**What to work on:**
Write out each line of the records that has "target" in it.

____________________

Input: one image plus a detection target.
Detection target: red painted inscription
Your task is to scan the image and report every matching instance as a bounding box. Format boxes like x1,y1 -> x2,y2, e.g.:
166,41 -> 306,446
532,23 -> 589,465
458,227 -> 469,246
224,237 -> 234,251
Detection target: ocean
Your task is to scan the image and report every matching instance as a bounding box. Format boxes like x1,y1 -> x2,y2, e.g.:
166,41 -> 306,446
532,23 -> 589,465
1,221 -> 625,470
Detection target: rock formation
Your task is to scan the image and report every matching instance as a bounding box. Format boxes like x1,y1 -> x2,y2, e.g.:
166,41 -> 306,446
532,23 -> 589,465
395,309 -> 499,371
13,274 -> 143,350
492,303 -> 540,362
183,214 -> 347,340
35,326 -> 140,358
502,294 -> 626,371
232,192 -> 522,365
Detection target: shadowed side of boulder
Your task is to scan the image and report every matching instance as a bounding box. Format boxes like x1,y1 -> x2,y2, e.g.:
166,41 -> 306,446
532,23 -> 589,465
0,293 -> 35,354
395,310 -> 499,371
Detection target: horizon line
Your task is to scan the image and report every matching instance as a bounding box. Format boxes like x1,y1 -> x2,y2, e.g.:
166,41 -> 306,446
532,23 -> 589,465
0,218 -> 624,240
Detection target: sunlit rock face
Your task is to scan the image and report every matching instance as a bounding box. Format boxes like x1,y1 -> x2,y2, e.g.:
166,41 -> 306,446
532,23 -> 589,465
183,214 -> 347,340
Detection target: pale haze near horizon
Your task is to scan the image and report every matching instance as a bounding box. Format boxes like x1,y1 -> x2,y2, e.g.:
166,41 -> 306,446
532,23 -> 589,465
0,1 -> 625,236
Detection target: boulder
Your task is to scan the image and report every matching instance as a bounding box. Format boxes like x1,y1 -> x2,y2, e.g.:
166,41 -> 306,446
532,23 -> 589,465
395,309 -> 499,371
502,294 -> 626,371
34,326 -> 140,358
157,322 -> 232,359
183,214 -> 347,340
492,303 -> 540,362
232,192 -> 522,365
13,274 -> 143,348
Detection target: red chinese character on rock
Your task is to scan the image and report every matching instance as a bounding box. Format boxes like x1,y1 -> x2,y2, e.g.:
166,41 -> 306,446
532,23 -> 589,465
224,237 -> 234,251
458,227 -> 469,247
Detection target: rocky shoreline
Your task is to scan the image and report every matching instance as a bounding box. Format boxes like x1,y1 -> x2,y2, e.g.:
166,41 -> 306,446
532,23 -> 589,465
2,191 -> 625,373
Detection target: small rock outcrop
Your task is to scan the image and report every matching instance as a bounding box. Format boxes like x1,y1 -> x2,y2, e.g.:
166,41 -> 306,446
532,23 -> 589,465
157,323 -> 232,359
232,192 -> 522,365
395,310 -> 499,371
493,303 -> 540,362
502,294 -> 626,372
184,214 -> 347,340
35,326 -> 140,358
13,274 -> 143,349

____________________

**Answer for the task:**
Input: one image plus a detection target.
Detection target: red painted inscription
Detection target: ocean
Detection target: rock formation
Detection target: shadowed side of boulder
Detection target: horizon line
Detection target: sunlit rock face
Detection target: pale haze near horizon
Detection target: boulder
Detection target: red chinese character on rock
Detection target: rocky shoreline
Detection target: small rock outcrop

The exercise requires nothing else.